**SET PROBLEM**
Repeat the items word for word, starting at the line that contains "of the wrist" and ending at the last line of the items. Leave out the pictures.

**DATASET RECORDS**
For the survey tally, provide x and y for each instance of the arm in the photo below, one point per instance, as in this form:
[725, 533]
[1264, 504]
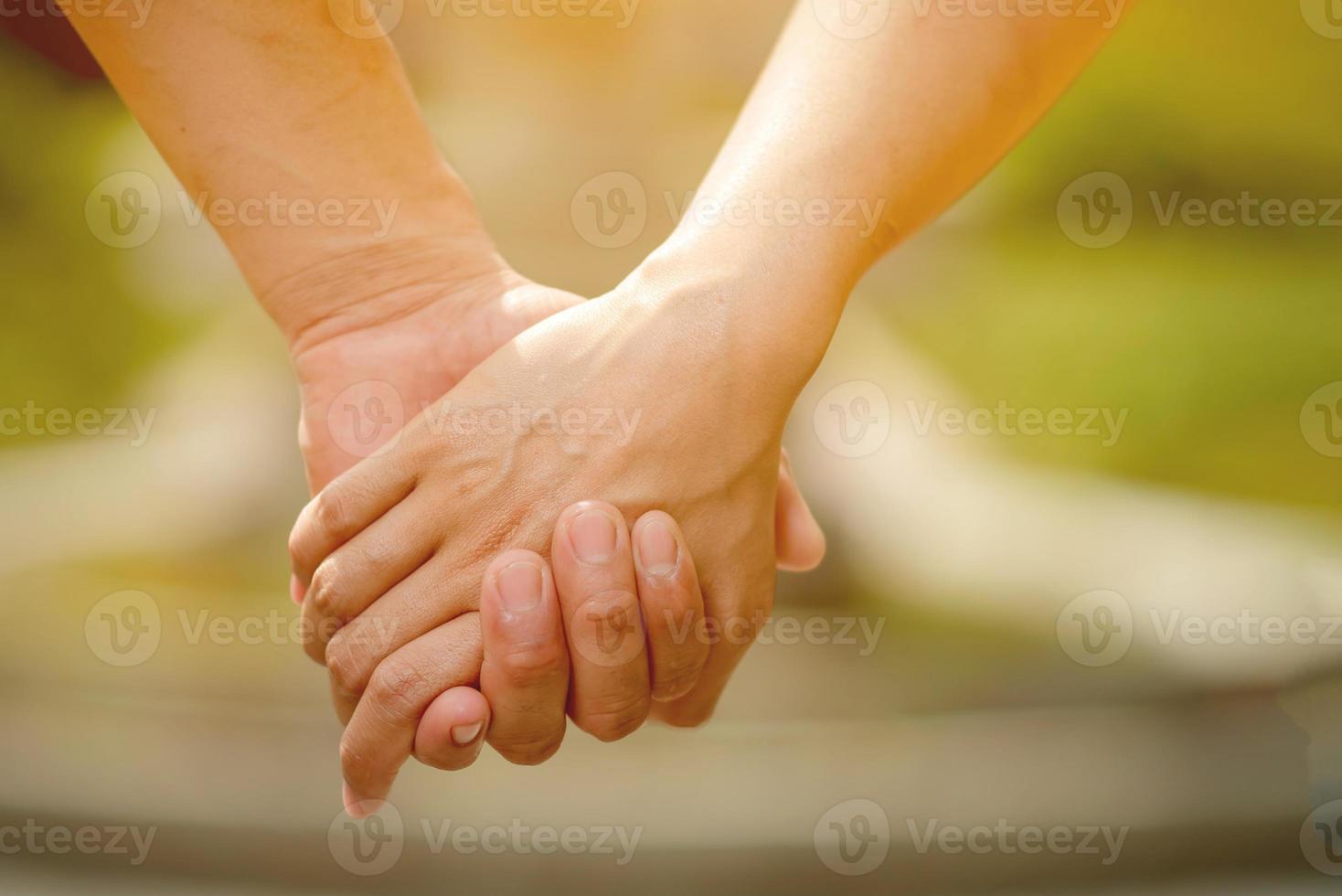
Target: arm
[903, 121]
[711, 339]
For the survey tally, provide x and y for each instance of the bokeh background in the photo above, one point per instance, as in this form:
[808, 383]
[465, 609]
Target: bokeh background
[1220, 498]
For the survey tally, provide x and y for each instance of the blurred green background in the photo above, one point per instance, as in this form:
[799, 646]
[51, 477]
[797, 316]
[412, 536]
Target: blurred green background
[1210, 336]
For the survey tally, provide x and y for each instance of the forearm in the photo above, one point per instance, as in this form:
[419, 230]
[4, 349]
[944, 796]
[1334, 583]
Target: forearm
[267, 106]
[875, 137]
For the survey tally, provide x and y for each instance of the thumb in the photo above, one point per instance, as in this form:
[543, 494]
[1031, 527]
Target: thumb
[799, 542]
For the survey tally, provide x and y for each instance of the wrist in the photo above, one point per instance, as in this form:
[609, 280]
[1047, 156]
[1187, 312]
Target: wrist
[346, 286]
[390, 251]
[776, 313]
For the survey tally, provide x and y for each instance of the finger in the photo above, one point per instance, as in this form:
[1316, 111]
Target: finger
[799, 540]
[593, 571]
[346, 508]
[429, 597]
[381, 732]
[367, 566]
[525, 674]
[450, 734]
[697, 707]
[671, 603]
[731, 632]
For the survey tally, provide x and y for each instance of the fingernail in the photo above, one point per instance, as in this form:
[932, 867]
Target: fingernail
[356, 807]
[519, 586]
[593, 537]
[658, 549]
[464, 734]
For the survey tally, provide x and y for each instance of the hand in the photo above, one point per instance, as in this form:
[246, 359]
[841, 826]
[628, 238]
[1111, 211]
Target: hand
[396, 549]
[410, 321]
[624, 629]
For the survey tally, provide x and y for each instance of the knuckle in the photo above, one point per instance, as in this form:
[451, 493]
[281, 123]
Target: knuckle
[355, 763]
[532, 664]
[678, 677]
[399, 689]
[330, 514]
[615, 720]
[346, 666]
[326, 588]
[297, 549]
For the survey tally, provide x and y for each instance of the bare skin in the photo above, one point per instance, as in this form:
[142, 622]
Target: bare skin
[249, 101]
[908, 118]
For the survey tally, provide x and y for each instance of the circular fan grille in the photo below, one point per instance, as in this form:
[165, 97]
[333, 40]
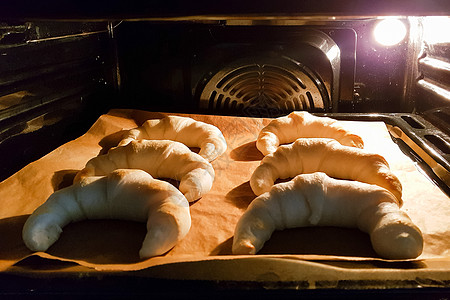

**SOLUTION BELOW**
For the survey tally, provide x and y for each instance of the wrist in the photo above, one point per instance, as in this form:
[609, 280]
[1047, 156]
[1187, 312]
Target: wrist
[346, 286]
[390, 251]
[776, 313]
For the survey tally, provide x and y for each instance of the finger in the photo above, one point per instance, as in this form:
[1316, 111]
Target: finger
[799, 540]
[593, 571]
[346, 508]
[429, 597]
[381, 732]
[367, 566]
[525, 674]
[450, 734]
[697, 707]
[671, 603]
[731, 632]
For the survey tally, provide x and y for each instance of the fingernail in the photo above, one point per instance, as in this form:
[932, 867]
Target: fingernail
[356, 807]
[519, 586]
[593, 537]
[658, 549]
[464, 734]
For the survey tally, provide x and y for each instance of the hand in the photo above, one point per instance, as in this form:
[246, 359]
[841, 826]
[628, 238]
[1111, 211]
Target: hand
[396, 549]
[410, 321]
[624, 629]
For the survey tally, provide x and y for each instance of the knuckle in the photo above, one point per instance, as in this form:
[451, 493]
[281, 123]
Target: knuckle
[355, 763]
[532, 664]
[678, 677]
[399, 689]
[330, 514]
[615, 720]
[346, 666]
[326, 588]
[297, 549]
For the survey tally, provide x and y for each instance of the bare skin in the photo above, one point per instance, as in this form:
[142, 622]
Target: bare skin
[249, 101]
[908, 118]
For the survey tally, provide x and y for each instance of the circular fan grille in the photo below, one point per instance, as in this form:
[165, 97]
[333, 40]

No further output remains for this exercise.